## What to produce
How many lines in the records below contain the string "rope"? Reply with the number only.

## Data shown

==================================================

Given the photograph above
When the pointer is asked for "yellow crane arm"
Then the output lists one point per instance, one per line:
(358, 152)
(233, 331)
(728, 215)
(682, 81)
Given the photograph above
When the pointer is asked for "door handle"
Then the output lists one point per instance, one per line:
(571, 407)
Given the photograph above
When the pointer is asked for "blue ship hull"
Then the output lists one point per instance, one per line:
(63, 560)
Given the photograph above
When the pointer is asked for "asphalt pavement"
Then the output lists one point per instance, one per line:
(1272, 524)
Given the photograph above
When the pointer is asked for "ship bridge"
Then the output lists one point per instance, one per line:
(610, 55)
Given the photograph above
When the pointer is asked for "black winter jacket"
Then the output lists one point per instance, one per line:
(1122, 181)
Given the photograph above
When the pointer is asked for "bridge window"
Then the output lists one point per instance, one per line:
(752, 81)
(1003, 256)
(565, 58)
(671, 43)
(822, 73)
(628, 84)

==================================================

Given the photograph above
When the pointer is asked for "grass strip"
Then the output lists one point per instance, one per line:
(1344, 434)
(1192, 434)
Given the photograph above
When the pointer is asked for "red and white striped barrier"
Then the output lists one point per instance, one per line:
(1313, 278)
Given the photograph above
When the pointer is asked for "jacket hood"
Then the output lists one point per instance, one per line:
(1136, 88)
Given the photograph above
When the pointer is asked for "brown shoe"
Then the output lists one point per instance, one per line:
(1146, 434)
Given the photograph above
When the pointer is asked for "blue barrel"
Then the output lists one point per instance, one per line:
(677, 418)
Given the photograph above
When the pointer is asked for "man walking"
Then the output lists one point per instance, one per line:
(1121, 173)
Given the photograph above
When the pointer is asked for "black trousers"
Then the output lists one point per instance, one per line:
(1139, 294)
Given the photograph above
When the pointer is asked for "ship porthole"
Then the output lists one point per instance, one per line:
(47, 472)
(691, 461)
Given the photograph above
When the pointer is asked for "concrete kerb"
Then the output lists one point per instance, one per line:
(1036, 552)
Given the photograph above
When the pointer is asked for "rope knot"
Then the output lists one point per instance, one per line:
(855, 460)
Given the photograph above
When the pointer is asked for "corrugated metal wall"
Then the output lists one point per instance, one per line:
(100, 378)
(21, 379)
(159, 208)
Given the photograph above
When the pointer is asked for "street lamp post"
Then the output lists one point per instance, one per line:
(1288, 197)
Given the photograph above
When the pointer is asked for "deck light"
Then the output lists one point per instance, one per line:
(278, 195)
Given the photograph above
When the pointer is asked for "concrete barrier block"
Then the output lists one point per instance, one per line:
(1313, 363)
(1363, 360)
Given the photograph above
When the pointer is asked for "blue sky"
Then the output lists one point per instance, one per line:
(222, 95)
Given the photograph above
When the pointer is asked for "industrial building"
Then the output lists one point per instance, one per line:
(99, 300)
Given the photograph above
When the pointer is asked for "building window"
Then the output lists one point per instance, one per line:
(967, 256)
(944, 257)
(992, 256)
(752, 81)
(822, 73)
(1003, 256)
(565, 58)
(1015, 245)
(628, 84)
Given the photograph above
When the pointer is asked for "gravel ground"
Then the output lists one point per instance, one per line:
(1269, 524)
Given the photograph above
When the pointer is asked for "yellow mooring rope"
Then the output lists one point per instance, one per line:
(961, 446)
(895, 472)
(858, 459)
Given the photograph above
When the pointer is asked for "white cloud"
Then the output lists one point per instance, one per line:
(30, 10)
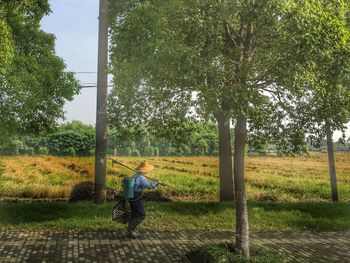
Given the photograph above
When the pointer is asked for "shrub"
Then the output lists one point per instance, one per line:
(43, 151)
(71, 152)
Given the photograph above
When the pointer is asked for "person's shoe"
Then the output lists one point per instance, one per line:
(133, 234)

==================================================

## Answer to this exercise
2